Task directions: Repeat the entries below word for word, from the first line through the line containing "(1149, 741)", with both ends included. Give only those lines.

====== Provided records

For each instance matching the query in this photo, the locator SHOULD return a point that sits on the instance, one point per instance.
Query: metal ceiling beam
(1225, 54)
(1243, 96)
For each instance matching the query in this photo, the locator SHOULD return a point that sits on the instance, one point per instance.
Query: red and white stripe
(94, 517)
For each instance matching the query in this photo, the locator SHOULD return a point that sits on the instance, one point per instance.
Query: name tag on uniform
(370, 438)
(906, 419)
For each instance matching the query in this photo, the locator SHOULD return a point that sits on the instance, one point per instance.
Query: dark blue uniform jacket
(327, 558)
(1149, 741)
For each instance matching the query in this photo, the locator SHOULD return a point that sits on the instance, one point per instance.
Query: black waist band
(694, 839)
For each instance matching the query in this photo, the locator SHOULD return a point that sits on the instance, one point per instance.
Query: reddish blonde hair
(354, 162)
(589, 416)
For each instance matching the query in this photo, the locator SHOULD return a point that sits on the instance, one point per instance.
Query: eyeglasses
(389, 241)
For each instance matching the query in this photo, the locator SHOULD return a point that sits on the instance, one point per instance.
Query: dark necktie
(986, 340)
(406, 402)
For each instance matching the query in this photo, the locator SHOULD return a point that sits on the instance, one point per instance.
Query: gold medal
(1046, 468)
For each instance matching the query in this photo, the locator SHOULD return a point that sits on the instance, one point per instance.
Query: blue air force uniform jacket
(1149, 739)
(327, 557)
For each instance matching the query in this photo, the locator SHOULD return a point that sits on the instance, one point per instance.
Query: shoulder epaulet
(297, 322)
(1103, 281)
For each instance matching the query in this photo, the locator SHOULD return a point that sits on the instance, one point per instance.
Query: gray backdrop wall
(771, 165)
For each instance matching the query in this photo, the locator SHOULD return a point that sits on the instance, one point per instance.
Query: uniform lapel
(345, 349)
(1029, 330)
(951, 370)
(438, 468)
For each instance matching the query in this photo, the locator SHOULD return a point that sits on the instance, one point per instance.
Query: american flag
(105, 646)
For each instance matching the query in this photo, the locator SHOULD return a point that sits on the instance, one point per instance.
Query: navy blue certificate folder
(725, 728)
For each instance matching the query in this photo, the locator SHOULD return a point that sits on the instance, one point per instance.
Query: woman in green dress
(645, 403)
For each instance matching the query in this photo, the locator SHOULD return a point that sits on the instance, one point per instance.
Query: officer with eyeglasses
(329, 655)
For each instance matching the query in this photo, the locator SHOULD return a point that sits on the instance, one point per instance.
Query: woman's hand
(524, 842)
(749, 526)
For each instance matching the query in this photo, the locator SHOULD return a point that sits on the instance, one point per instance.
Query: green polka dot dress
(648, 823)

============

Final answer:
For each instance matching the query in this photo, the locator SHOULD return a point that sits on the instance, one point per instance.
Query: metal ceiling beam
(1225, 54)
(1243, 96)
For each instance matching the query in this photo, the locator SHOULD return a point that sits on the instance, one point per instance.
Query: red and white stripe
(94, 517)
For each instance matching the query in this photo, the locator SHOULD return a point that sits on the instance, one point per instance.
Query: name tag on uniform
(370, 438)
(906, 419)
For each instance matching the query in this photo, the locator SHOULD return a point that sits on the instance, one point per instance.
Query: dark blue uniform jacket
(327, 558)
(1149, 741)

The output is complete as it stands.